### WRITTEN TASKS
**A.** Translate the following sentence from the sparse autoencoder overview into French: "The sparsity constraint encourages the SAE to learn discrete, interpretable features (neurons) that correspond to meaningful concepts."
**B.** According to the sparse autoencoder overview, how do the TopK SAEs supported by mi-crow enforce sparsity?

### SUPPLIED TEXT
______________________________

Sparse Autoencoders (SAE)¶
Sparse Autoencoders are the core interpretability tool in mi-crow. They learn to represent model activations using a sparse set of interpretable features.
What are SAEs?¶
An SAE is a neural network that: 1. Takes dense activations from a model layer as input 2. Encodes them into a sparse latent representation 3. Decodes back to reconstruct the original activations
The sparsity constraint encourages the SAE to learn discrete, interpretable features (neurons) that correspond to meaningful concepts.
Why Use SAEs?¶
- Interpretability: Each SAE neuron often corresponds to a human-understandable concept
- Feature Discovery: Automatically discover what features the model uses
- Control: Manipulate model behavior by amplifying or suppressing specific neurons
- Analysis: Understand which features are important for different tasks
SAE Architecture¶
mi-crow supports TopK SAEs, which enforce sparsity by keeping only the top-K most active neurons:
from mi_crow.mechanistic.sae import TopKSae
sae = TopKSae(
n_latents=4096, # Number of SAE neurons (overcomplete)

______________________________

### DATA
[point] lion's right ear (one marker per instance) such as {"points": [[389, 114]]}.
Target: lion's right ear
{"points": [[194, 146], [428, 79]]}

______________________________

### SOLUTION SET
**A.** La contrainte de parcimonie incite le SAE à apprendre des caractéristiques discrètes et interprétables (neurones) qui correspondent à des concepts significatifs.

**B.** They keep only the top-K most active neurons.